__Exercises to complete__.
**1.** Reproduce word for word the part of the promissory note starting with "FOR VALUE RECEIVED, the" and going on through "NO/100THS DOLLARS ($70,000.00).".
**2.** In the promissory note, on what date is the principal amount due and payable?
**3.** Write the next part of the promissory note, picking up after its final sentence.

__Text__.
start
Exhibit 10.1
                             SECURED PROMISSORY NOTE




$70,000.00                                                          May 31, 2004

     FOR VALUE RECEIVED, the undersigned, Tulix Systems, Inc., a Georgia
corporation ("Maker"), promises to pay to the order of HomeCom Communications,
Inc., a Delaware corporation ("Payee"; Payee and any subsequent holder[s] hereof
are hereinafter referred to collectively as "Holder"), at the office of Payee at
90 Grove Street, Suite 202, Ridgefield, Connecticut 06877, or at such other
place as Holder may designate to Maker in writing from time to time, the
principal sum of SEVENTY THOUSAND AND NO/100THS DOLLARS ($70,000.00).

     The principal amount hereof shall be due and payable on May 31, 2005 (the
"Maturity Date").

     Interest on the outstanding unpaid principal amount hereof shall accrue at
the rate of seven percent (7.0%) per annum (computed on the basis of a 360-day
year), beginning on the date hereof, and shall be due and payable on the
Maturity Date.

     The indebtedness evidenced hereby may be prepaid in whole or in part, at
any time and from time to time, without premium or penalty. Any such prepayments
shall be credited first to any accrued and unpaid interest and then to the
outstanding principal balance hereof.

     Time is of the essence of this Note. This Note is secured pursuant to the
terms of that certain Security Agreement, of even date herewith, between Maker
and Payee, as amended, supplemented or restated from time to time (the "Security
Agreement"). It is hereby expressly agreed that in the event that any Event of
Default shall occur under and as defined in the Security Agreement, which Event
of Default is not cured following the giving of any applicable notice and within
any applicable cure period set forth in the Security Agreement, then, and in
such event, the entire outstanding principal balance of the indebtedness
evidenced hereby, together with any other sums advanced hereunder, under the
Security Agreement and/or under any other instrument or document now or
hereafter evidencing, securing or in any way relating to the indebtedness
evidenced hereby, together with all unpaid interest accrued thereon, shall, at
the option of Holder and without notice to Maker, at once become due and payable
and may be collected forthwith, regardless of the stipulated date of maturity.
Upon the occurrence of any Event of Default as set forth herein and during any
period that Maker shall have failed to make payment of any principal or interest
due hereunder, at the option of Holder and without notice to Maker, all accrued
and unpaid interest, if any, shall be added to the outstanding principal balance
hereof, and the entire outstanding principal balance, as so adjusted, shall bear
interest thereafter until paid at an annual rate (the "Default Rate") equal to
the lesser of (i) the rate that is seven percentage points (7.0%) in excess of
the above-specified interest rate, or (ii) the maximum rate of interest allowed
to be charged under applicable law (the "Maximum Rate"), regardless of whether
or not there has been an acceleration of the payment of principal as set forth
herein. All such interest shall be paid at the time of and as a condition
precedent to the curing of any such Event of Default.
end
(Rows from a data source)
start
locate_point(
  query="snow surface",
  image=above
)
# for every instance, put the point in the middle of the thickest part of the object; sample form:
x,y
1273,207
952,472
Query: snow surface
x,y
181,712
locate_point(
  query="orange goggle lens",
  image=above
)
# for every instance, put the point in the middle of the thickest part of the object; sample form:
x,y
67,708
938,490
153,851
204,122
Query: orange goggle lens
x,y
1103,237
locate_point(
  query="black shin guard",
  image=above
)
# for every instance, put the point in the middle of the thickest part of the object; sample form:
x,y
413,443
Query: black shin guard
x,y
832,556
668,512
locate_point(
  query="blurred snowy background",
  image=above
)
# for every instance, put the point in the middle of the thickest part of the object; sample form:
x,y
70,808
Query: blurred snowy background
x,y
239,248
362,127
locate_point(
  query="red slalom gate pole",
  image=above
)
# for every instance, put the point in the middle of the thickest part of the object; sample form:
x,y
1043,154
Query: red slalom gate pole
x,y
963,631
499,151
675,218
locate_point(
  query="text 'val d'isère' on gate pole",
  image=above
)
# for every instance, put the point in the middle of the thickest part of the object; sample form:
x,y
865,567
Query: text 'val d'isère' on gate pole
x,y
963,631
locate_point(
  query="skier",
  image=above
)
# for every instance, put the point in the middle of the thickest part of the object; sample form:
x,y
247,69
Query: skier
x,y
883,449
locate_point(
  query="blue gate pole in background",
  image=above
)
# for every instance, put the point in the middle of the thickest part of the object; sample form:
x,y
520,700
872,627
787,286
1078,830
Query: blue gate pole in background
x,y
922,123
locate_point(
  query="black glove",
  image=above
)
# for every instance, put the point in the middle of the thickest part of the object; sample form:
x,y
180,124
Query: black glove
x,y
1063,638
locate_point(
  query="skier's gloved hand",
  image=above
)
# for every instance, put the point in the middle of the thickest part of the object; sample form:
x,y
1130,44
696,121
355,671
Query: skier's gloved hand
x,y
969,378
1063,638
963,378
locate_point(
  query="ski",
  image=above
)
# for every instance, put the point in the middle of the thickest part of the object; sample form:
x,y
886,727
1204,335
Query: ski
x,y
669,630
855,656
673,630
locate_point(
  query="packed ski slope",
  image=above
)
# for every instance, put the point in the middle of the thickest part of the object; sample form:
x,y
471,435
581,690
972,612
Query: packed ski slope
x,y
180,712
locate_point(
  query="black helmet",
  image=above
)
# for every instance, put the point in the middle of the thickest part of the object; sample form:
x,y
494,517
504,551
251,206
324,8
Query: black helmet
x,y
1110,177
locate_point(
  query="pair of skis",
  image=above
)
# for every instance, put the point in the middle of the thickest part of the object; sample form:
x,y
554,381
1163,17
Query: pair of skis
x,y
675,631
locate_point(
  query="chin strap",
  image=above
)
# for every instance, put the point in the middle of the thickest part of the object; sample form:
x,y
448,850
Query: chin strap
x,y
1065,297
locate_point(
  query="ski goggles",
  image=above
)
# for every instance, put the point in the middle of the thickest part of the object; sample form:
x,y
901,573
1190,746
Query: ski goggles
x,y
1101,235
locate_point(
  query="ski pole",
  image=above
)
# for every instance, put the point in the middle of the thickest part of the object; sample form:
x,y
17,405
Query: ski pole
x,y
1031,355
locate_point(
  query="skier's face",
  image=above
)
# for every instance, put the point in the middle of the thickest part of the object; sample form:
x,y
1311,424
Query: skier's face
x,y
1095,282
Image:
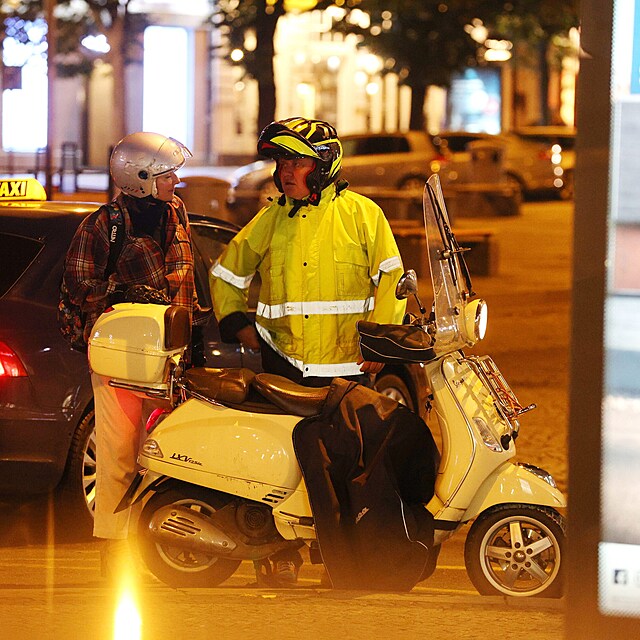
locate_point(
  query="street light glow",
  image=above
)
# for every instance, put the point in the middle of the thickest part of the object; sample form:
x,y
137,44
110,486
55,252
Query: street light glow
x,y
128,624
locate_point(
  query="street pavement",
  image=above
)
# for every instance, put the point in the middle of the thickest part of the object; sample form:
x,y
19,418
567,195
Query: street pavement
end
__Answer list__.
**1.**
FOR VALUE RECEIVED, the undersigned, Tulix Systems, Inc., a Georgia
corporation ("Maker"), promises to pay to the order of HomeCom Communications,
Inc., a Delaware corporation ("Payee"; Payee and any subsequent holder[s] hereof
are hereinafter referred to collectively as "Holder"), at the office of Payee at
90 Grove Street, Suite 202, Ridgefield, Connecticut 06877, or at such other
place as Holder may designate to Maker in writing from time to time, the
principal sum of SEVENTY THOUSAND AND NO/100THS DOLLARS ($70,000.00).

**2.** The principal amount is due and payable on May 31, 2005, the Maturity Date.

**3.**
     In the event this Note is placed in the hands of an attorney for
collection, or if Holder incurs any costs incident to the collection of the
indebtedness evidenced hereby, Maker and any endorsers hereof agree to pay to
Holder an amount equal to all such costs, including without limitation all
reasonable attorneys' fees and all court costs.

     Presentment for payment, demand, protest and notice of demand, protest and
nonpayment are hereby waived by Maker and all other parties hereto. No failure
to accelerate the indebtedness evidenced hereby by reason of an Event of Default
hereunder, acceptance of a past-due installment or other indulgences granted
from time to time, shall be construed as a novation of this Note or as a waiver
of such right of acceleration or of the right of Holder thereafter to insist
upon strict compliance with the terms of this Note or to prevent the exercise of
such right of acceleration or any other right granted hereunder or by applicable
law. No extension of the time for payment of the indebtedness evidenced hereby
or any installment due hereunder, made by agreement with any person now or
hereafter liable for payment of the indebtedness evidenced hereby, shall operate
to release, discharge, modify, change or affect the original liability of Maker
hereunder or that of any other person now or hereafter liable for payment of the
indebtedness evidenced hereby, either in whole or in part, unless Holder agrees
otherwise in writing. This Note may not be changed orally, but only by an
agreement in writing signed by the party against whom enforcement of any waiver,
change, modification or discharge is sought.

     The indebtedness and other obligations evidenced by this Note are further
evidenced by (i) that certain Asset Purchase Agreement, dated as of March 27,
2003, by and between Maker and Payee and, for purposes of Section 9(b) thereof,
Gia Bokuchava, Nino Doijashvili and Timothy R. Robinson, (ii) the Security
Agreement and (iii) certain other instruments and documents, as may be required
to protect and preserve the rights of Maker and Payee, as more specifically
described in the Security Agreement.

     All agreements herein made are expressly limited so that in no event
whatsoever, whether by reason of advancement of proceeds hereof, acceleration of
maturity of the unpaid balance hereof or otherwise, shall the amount paid or
agreed to be paid to Holder for the use of the money advanced or to be advanced
hereunder exceed the Maximum Rate. If, from any circumstances whatsoever, the
fulfillment of any provision of this Note or any other agreement or instrument
now or hereafter evidencing, securing or in any way relating to the indebtedness
evidenced hereby shall involve the payment of interest in excess of the Maximum
Rate, then, ipso facto, the obligation to pay interest hereunder shall be
reduced to the Maximum Rate; and if from any circumstance whatsoever, Holder
shall ever receive interest, the amount of which would exceed the amount
collectible at the Maximum Rate, such amount as would be excessive interest
shall be applied to the reduction of the principal balance remaining unpaid
hereunder and not to the payment of interest. This provision shall control every
other provision in any and all other agreements and instruments existing or
hereafter arising between Maker and Holder with respect to the indebtedness
evidenced hereby.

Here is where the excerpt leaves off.